O uso de termos técnicos e científicos no debate sobre a Covid-19 no país durante a pandemia, especialmente no decorrer da CPI do Senado, mostra como é possível desvirtuar evidências científicas em políticas públicas, propiciando a grave crise que levou à morte de quase 700 mil pessoas no país. Um estudo do Laboratório Lagom Data, de inteligência de dados, apoiado pelo Instituto Serrapilheira, instituição privada de incentivo e valorização da ciência no Brasil, levantou todas as 91 mil falas das 69 sessões da CPI da Covid, com mais de 3 milhões de palavras, e fez uma análise quantitativa e qualitativa para entender como as referências científicas foram usadas.
Os pesquisadores concluíram que quem mais trouxe estudos científicos para a discussão foram justamente os parlamentares e depoentes ligados ao campo negacionista, mas com referências de péssima qualidade, estudos falhos e enviesados. O discurso negacionista, segundo os pesquisadores Daniel Duarte (USP) e Pedro Benetti (Uerj), estrutura-se em cinco estratégias:
1) a identificação de conspirações;
2) o uso de falsos experts;
3) a seletividade ou ênfase em pesquisas isoladas que contrariam o consenso científico;
4) a criação de expectativas impossíveis para as pesquisas; 5) o uso de falácias lógicas e deturpações.
As referências usadas foram identificadas para, segundo o estudo, entender as controvérsias que se apresentavam ao público em torno das evidências que embasaram o combate (e o combate ao combate) à Covid-19. Um filtro de palavras encontrou 2.828 falas com citações a estudos. A partir de uma análise quantitativa e qualitativa das referências mobilizadas na CPI, os principais pontos que podem ser observados, segundo o estudo, são:
1) Negacionistas usaram a 'pompa' da ciência Com o apoio de um grupo de WhatsApp de médicos governistas, a 'tropa de choque' governista metralhou a comissão com referências enviesadas de estudos, vocabulário científico fora de contexto e demandas de credenciais, tudo usado como argumento de autoridade. Esse tipo de argumentação -uma espécie de 'você sabe com quem está falando?' -é um clássico usado por 'mercadores da dúvida' para confundir o ambiente de informação.
2) Didáticos, os pró-ciência pouco citaram
O didatismo e a relevância no debate público foram critérios dos convites. Foram chamados divulgadores, como Natalia Pasternak, e autoridades, como Dimas Covas e Luana Araújo, mas o foco de suas falas não foi o debate sobre evidências; sobretudo, buscaram esclarecer temas. Foi uma escolha acertada em relação ao público das audiências, mas ao mesmo tempo faltou densidade científica aos debates.

CONJUNTO DE DADOS:
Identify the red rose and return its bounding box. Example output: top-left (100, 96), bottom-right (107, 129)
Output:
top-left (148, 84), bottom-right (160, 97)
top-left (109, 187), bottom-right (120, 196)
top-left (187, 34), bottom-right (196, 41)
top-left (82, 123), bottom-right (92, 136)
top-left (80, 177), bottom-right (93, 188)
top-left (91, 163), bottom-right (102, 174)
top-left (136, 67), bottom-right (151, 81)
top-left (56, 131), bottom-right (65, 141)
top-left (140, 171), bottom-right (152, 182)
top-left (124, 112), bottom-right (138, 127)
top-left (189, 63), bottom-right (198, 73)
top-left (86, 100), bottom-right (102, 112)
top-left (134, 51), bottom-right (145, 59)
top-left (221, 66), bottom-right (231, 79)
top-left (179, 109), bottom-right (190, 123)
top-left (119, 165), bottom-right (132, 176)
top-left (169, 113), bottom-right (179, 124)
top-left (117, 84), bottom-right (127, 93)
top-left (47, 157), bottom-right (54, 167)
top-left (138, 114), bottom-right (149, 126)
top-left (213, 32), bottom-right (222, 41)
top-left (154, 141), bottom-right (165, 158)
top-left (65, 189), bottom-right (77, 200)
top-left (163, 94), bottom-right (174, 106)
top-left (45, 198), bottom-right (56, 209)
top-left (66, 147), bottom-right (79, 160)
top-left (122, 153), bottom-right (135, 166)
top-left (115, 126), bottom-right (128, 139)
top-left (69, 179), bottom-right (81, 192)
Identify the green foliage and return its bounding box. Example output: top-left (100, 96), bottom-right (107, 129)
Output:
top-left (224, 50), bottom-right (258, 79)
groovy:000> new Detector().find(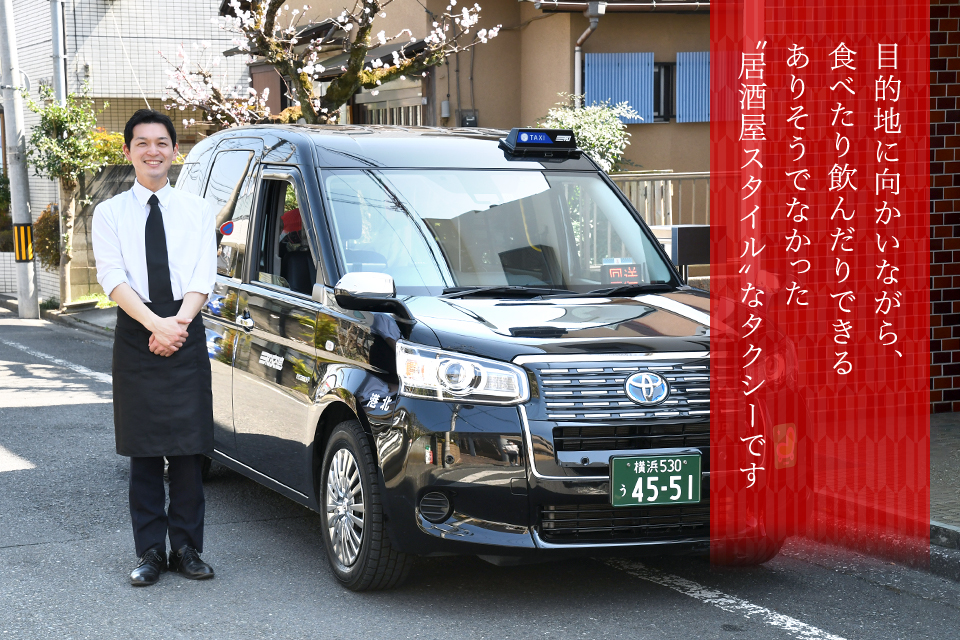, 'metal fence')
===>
[610,171,710,226]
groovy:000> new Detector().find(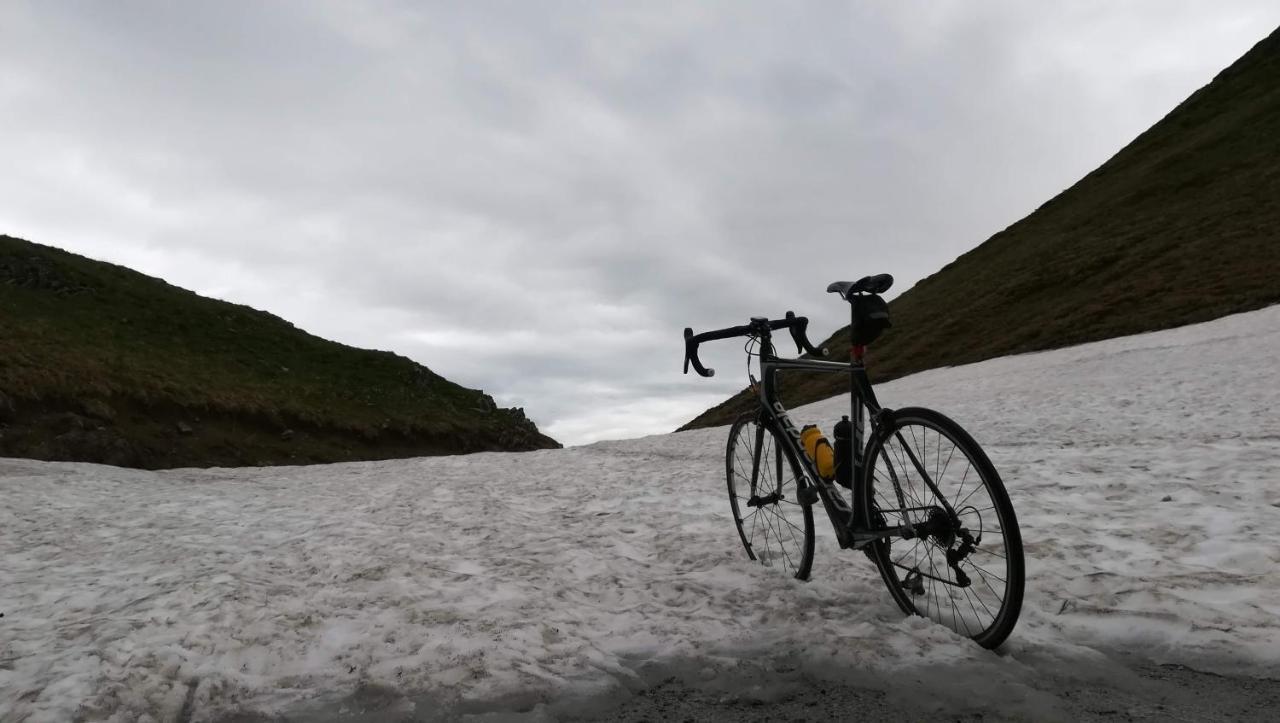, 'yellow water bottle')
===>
[800,425,836,482]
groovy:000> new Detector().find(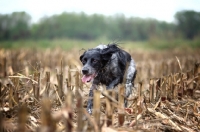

CONJUNTO DE TAREFAS:
- a) No texto sobre a CPI da Covid, troque "pandemia" por "emergência sanitária" e reescreva o trecho de "O uso de termos" até "científicas foram usadas.".
- b) Segundo o texto sobre a CPI da Covid, quantas falas com citações a estudos o filtro de palavras encontrou?
Os itens não têm nenhuma relação com o que se pede aqui.

RESPOSTAS DADAS:
- a)
O uso de termos técnicos e científicos no debate sobre a Covid-19 no país durante a emergência sanitária, especialmente no decorrer da CPI do Senado, mostra como é possível desvirtuar evidências científicas em políticas públicas, propiciando a grave crise que levou à morte de quase 700 mil pessoas no país. Um estudo do Laboratório Lagom Data, de inteligência de dados, apoiado pelo Instituto Serrapilheira, instituição privada de incentivo e valorização da ciência no Brasil, levantou todas as 91 mil falas das 69 sessões da CPI da Covid, com mais de 3 milhões de palavras, e fez uma análise quantitativa e qualitativa para entender como as referências científicas foram usadas.

- b) 2.828 falas.